------ PROVIDED INFORMATION ------
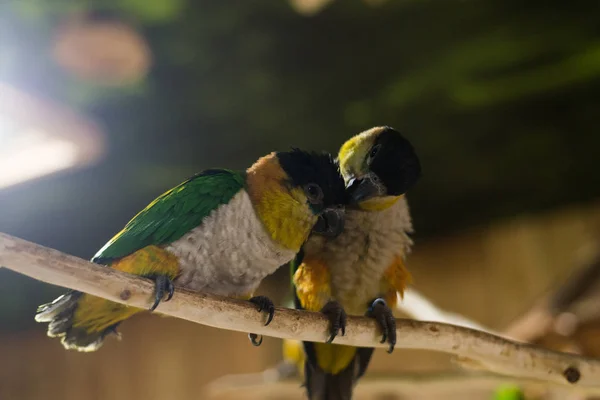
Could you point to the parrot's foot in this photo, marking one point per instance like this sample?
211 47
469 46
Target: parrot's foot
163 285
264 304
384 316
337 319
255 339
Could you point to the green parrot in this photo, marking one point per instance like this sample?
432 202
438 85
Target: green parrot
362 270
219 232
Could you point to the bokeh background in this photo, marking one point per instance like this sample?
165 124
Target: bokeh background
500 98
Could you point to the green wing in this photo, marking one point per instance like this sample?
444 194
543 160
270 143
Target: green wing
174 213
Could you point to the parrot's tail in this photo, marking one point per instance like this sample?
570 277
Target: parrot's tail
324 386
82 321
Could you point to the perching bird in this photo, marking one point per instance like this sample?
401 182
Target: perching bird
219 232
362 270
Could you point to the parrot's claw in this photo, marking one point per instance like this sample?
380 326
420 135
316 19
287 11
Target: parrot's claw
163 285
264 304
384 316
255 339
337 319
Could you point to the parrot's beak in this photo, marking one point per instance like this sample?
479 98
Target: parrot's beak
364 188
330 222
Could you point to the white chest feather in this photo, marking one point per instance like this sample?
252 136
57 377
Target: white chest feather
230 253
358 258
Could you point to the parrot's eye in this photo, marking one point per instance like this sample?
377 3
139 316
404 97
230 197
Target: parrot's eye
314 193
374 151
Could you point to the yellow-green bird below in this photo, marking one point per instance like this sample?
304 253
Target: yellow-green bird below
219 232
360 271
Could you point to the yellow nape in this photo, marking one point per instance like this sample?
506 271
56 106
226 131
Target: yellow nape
------
------ PROVIDED INFORMATION ------
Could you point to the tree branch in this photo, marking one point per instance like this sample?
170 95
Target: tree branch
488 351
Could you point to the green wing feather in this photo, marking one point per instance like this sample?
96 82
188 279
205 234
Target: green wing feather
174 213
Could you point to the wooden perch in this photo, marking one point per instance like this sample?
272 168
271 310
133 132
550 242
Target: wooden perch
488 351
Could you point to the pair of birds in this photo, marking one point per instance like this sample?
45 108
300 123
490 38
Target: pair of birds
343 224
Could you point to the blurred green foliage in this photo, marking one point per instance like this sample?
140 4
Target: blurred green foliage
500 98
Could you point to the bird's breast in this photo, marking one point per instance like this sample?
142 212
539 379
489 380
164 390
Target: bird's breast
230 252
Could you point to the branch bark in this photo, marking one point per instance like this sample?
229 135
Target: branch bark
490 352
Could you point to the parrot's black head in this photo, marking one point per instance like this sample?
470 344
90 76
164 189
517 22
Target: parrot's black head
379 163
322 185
------
INSTRUCTIONS TO FOLLOW
Could you reproduce the part of the material that opens with the line containing "Could you point to the parrot's foot" and closes with the line containing "Target: yellow nape", keeping every line, requests included, and adding 19 to each number in the answer coordinates while leaving the sample coordinates unchanged? Give only that part.

TASK RESULT
Could you point to the parrot's foot in this photo, marking one point per instance like this sample?
211 47
469 46
Target: parrot's foot
182 304
283 323
403 335
356 338
274 358
Could you point to the green parrot in this photo, marking one point per instance like this sample?
432 202
438 85
Target: green parrot
381 289
238 251
Could you point to the bokeh background in this photo, marking one point per instance like this sample?
165 124
Target: bokeh background
519 117
Could you point to the green wing in this photo, marking one point per instance like this sample?
444 194
543 160
270 143
Target: green wing
193 232
Could you point to the parrot's tail in this photo, marking one point per instance like this sample?
570 277
Target: parrot's tail
343 405
101 340
Could you point to the perching bird in this photo, marking one point per instance like this sample?
401 182
Target: perching bird
238 251
381 289
Could you point to the parrot's claw in this photo, marking one point per instance like this sample?
380 326
420 135
316 19
287 11
Target: parrot's claw
182 304
283 323
403 335
274 358
356 338
Could you point to the parrot's beak in this photo, marking one point per instance like this sample?
479 98
Target: parrot's beak
383 207
349 241
Could you point to the white chest feather in this photo, marking one point per instance like this sample?
252 136
57 377
Target: white chest feather
249 272
377 277
Could you point to the parrot's eye in this photo, marking one point per instance like this sample?
377 3
139 316
404 97
230 197
Target: parrot's eye
333 212
393 170
Could you point to the yellow-green bird below in this photo, marking one point per instance like this sample?
304 253
Target: yellow-green bird below
238 251
379 290
Could you point to the yellow nape in this photo, marking one point per instance like this sample?
506 271
56 106
226 131
Target: yellow nape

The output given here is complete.